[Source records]

******

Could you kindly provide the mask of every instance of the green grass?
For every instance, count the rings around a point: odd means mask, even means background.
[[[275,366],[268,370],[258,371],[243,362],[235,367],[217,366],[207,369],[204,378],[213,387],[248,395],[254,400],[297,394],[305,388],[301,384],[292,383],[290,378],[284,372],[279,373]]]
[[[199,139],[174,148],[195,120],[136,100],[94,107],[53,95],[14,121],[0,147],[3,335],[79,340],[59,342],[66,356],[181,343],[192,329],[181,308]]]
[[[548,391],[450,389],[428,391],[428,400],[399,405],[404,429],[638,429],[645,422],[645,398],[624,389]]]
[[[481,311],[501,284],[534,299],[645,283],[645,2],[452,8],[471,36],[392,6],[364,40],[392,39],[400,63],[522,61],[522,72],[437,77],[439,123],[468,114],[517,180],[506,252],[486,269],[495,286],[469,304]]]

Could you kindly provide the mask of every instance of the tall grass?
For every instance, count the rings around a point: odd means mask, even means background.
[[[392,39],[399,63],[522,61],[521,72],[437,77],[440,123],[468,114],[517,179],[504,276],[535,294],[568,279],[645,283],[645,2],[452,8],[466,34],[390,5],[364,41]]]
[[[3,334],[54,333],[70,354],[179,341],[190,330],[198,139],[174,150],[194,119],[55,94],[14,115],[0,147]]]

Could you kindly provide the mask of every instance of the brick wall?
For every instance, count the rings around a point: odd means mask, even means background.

******

## Work to be completed
Reproduce all the items above, swapping "brick wall" for "stone wall" wherever it occurs and leaving everything else untouched.

## Solution for this exercise
Could you kindly provide the mask of every instance of the green grass?
For every instance, count the rings around a point: odd means mask, even means background.
[[[275,366],[268,370],[258,371],[243,362],[235,367],[217,366],[207,369],[204,378],[213,387],[248,395],[254,400],[297,394],[305,388],[301,384],[292,383],[290,378],[284,372],[279,373]]]
[[[199,139],[174,148],[195,120],[136,100],[94,107],[53,95],[14,121],[0,147],[3,335],[79,340],[59,342],[66,356],[181,343],[192,329],[181,308]]]
[[[548,391],[450,389],[428,391],[428,400],[399,405],[404,429],[638,429],[645,422],[645,398],[624,389]]]
[[[481,311],[501,284],[534,299],[645,283],[645,2],[452,8],[471,36],[392,6],[364,40],[392,39],[400,63],[522,61],[522,72],[437,77],[439,123],[468,114],[517,180],[506,252],[486,269],[495,286],[469,304]]]

Could you kindly provide the mask of every instance of the tall grass?
For every instance, count the rings around a point: odd means mask, even means background.
[[[392,39],[399,63],[522,61],[521,72],[437,77],[440,123],[468,114],[517,179],[504,276],[535,294],[568,279],[645,283],[645,2],[452,8],[466,34],[390,5],[364,41]]]
[[[3,334],[54,333],[70,354],[179,341],[190,330],[198,139],[174,150],[194,119],[55,94],[14,115],[0,147]]]

Could you kindly provide the mask of every instance of the stone wall?
For every instance, count the rings around a point: odd means mask, even means background.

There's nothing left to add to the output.